─── Document segment ───

Former squadron leader Dick Churchill, inset, was one of the 76-strong group who escaped in 1944 from the Stalag Luft III camp in Germany, the site of which now stands in Poland.

Their feat of courage became one of the most-told stories from the Second World War, immortalis­ed in the 1963 film starring Steve McQueen.

Mr Churchill, who lived in Crediton, Devon, died on Wednesday.

Chief of the Air Staff Sir Stephen Hillier said: “On behalf

of the RAF as a whole I would like to offer my condolence­s to the friends and family of Flt Lt Richard ‘Dick’ Churchill, one of the RAF personnel involved in the Great Escape. He was from a selfless generation who offered bravery and sacrifice to secure our freedom, he will be sorely missed.”

Air Vice-Marshal David Murray, of the RAF Benevolent Fund, said: “Dick, as he was known, took part in one of the most audacious Prisoner of War escapes during the Second World War and embodied the spirit of the RAF – tenacious, resilient and incredibly brave in the face of adversity.”

Robert Ankerson, secretary of the Royal Air Forces Ex-Prisoners of War Associatio­n, said it had always been a pleasure to speak to Mr Churchill, who was a member.

Asked if he had reminisced much about his endeavours, he said: “A little bit. He was, overall, a very private man.”

Mr Churchill’s death followed that of Australian pilot Paul Royle, who died in Perth in 2015 aged 101. The survivors kept in contact via the Sagan Select Subway Society newsletter, of which the two were the last recipients.

Mr Churchill previously said he thought sharing his surname with wartime prime minister Winston Churchill had kept him alive, in case the Nazis wished to use him as bait with a powerful potential relative.

─── Data extract ───

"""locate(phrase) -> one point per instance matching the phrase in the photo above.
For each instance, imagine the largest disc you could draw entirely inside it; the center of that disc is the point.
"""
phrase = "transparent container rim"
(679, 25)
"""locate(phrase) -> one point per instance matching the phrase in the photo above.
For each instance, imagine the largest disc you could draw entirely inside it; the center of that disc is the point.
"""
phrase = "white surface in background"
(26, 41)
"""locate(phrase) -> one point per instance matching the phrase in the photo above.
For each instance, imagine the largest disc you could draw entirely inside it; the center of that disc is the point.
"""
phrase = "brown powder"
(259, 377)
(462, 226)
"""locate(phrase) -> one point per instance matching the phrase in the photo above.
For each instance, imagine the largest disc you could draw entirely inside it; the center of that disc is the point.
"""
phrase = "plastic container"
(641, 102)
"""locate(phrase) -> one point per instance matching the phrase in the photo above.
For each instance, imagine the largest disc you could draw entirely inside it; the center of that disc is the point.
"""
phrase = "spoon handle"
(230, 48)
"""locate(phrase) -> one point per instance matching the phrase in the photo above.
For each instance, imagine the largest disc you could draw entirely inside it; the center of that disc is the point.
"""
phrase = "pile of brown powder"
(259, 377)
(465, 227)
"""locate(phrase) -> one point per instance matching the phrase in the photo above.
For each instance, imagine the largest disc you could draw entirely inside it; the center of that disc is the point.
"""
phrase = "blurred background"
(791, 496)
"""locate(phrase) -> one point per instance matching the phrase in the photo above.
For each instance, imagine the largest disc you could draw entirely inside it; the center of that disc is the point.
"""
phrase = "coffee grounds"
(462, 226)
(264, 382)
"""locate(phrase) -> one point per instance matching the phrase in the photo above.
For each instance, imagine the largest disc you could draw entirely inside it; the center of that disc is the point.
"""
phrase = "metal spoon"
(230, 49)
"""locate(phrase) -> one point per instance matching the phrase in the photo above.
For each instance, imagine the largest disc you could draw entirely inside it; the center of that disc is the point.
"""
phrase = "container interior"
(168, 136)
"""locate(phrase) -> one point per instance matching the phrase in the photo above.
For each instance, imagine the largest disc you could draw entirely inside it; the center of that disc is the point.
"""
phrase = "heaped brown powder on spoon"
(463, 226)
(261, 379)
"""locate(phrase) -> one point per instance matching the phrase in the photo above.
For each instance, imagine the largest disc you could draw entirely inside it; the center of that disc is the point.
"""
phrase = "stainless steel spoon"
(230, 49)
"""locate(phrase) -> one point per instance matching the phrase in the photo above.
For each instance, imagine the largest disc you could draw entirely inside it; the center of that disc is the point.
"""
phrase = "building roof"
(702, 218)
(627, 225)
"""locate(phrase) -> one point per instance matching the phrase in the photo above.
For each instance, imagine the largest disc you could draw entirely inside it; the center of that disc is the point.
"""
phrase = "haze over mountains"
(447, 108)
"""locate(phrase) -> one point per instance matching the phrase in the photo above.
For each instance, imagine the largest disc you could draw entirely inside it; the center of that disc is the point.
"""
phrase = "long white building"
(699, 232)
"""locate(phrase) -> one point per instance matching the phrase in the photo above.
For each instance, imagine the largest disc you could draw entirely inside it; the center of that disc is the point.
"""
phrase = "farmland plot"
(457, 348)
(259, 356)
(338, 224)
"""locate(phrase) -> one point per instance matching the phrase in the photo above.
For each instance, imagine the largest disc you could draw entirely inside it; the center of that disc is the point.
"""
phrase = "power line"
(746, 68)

───

* _Goal of the exercise_: Rewrite the paragraph of the Dick Churchill article that begins "Mr Churchill’s death followed" more briefly, keeping its main facts. Rely only on the Dick Churchill article.

* _Written response_: Mr Churchill died after Australian pilot Paul Royle, who died in Perth in 2015 at 101. The survivors stayed in touch through the Sagan Select Subway Society newsletter, and the two men were its last recipients.